=== Task material ===
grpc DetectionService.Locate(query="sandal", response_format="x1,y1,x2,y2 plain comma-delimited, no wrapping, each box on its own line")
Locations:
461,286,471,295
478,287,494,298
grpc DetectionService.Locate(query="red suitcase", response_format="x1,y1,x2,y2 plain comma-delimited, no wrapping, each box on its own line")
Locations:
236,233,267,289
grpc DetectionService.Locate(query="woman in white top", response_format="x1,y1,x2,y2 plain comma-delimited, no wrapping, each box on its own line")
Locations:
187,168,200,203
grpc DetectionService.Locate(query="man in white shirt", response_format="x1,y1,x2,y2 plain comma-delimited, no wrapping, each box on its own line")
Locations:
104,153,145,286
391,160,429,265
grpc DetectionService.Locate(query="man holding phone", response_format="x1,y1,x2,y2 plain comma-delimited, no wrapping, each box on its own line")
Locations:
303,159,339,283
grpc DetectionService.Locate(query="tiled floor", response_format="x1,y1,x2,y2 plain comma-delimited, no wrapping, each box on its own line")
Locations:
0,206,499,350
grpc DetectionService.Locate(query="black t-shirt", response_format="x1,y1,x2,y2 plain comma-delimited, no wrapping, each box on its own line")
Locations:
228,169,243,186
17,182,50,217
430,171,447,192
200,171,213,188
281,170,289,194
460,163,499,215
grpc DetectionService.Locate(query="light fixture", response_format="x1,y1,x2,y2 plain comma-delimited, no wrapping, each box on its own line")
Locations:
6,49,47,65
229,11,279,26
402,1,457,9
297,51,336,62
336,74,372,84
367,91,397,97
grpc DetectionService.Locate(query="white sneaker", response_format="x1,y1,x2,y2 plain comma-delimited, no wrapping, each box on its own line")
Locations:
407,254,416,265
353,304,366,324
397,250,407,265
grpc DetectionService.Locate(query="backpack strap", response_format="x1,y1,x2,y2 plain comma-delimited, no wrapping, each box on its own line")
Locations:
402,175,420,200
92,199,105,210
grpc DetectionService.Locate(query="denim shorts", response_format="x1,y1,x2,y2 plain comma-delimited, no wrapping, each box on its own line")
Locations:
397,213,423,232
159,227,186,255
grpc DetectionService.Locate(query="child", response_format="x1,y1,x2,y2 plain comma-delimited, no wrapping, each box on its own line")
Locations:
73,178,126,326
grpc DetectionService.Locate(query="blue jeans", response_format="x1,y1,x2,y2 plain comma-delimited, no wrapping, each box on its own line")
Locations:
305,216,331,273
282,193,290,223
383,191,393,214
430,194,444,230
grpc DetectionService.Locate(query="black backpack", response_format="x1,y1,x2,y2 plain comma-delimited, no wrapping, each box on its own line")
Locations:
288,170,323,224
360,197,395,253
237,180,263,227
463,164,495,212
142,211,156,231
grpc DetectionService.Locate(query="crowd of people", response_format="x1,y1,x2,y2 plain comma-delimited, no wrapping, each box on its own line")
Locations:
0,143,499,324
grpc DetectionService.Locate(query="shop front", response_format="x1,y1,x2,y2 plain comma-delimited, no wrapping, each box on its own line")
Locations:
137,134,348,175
===
▶ [Written instruction]: Print all of the entries above again, line for line, with no changes.

▶ [Result]:
grpc DetectionService.Locate(query="sandal", response_format="x1,y1,x2,y2 plain comma-delimited, no wrapping, each box on its own line")
Locations:
461,286,471,295
478,287,494,298
grpc DetectionService.Locate(query="red suitcase", response_format="x1,y1,x2,y2 plain comma-delimited, no wrapping, each box on its own line")
Locations:
236,233,267,289
grpc DetectionService.Locate(query="woman in white top", response_format="x1,y1,x2,y2 plain comma-delimited, no wrapping, each box on its own line")
Locations:
187,168,200,203
grpc DetectionService.Locate(query="man in white shirt", response_format="x1,y1,x2,y2 plain comma-delimited, no wrapping, each box on its own line")
Locations:
104,153,145,286
391,160,429,265
grpc DetectionService.Locate(query="man holding phone", response_format="x1,y1,x2,y2 plain comma-delimited, no wrapping, each box on its own line")
Locations:
303,159,339,283
grpc DetectionService.Locate(query="tiled floor", response_format="x1,y1,x2,y2 plain comma-delimited, no wrapping, each box on its own line")
Locations:
0,206,499,350
grpc DetectionService.Locate(query="black t-shirt", response_format="x1,y1,x2,y2 plain comma-delimited, no wrapping, each box on its own line")
Locations:
228,169,243,186
17,182,50,217
430,171,447,192
200,171,213,188
281,170,289,194
460,163,499,215
grpc DetectionService.Locate(query="light fixture", response_format="x1,y1,x2,y2 plain comma-delimited, no wrapping, each box on its own line")
Locations:
6,49,47,65
229,11,279,26
402,1,457,9
297,51,336,62
336,74,372,84
367,91,397,97
grpc DetectionService.Locate(query="white sneaker", response_format="x1,y1,x2,y2 plain comma-delimited, no wrapping, each box on its own line")
Locations:
407,254,416,265
353,304,366,324
397,250,407,265
grpc DetectionService.Locate(query="backpack strap", response_format="x1,y1,x2,y2 plain comma-delimited, no wrapping, each box on its own line")
Locations:
402,175,420,200
92,199,105,210
grpc DetectionService.Locate(query="denim shorts", response_format="x1,y1,x2,y2 plain comma-delimited, no wrapping, each box on its own line")
Locations:
397,213,423,232
159,227,186,255
grpc DetectionService.Locate(query="child", response_format="x1,y1,x2,y2 plain comma-delimited, no wrapping, each box on its own line")
Locations:
73,178,126,326
grpc DetectionService.Locate(query="blue jeans", response_format="x1,y1,x2,y2 plain comma-delimited, no wrapping, each box on its own line")
Locations:
305,216,331,273
282,193,290,223
383,191,393,214
430,194,444,230
grpc DetectionService.Locate(query="black backpack", response_format="x1,y1,x2,y2 plain comma-delimited, no wrapping, each box on its own line")
Locations:
288,170,323,224
360,197,395,253
237,180,263,227
463,164,495,212
142,211,156,231
grpc DetectionService.Locate(query="crowd of people", response_format="x1,y1,x2,y2 plain comma-delimited, no wrapping, each box on its own line")
Locations:
0,143,499,324
grpc DetectionService.Locate(query="shop front", response_format="x1,y1,x2,y2 plain comma-delimited, no wrapping, each box on its own line")
Locations:
137,134,348,175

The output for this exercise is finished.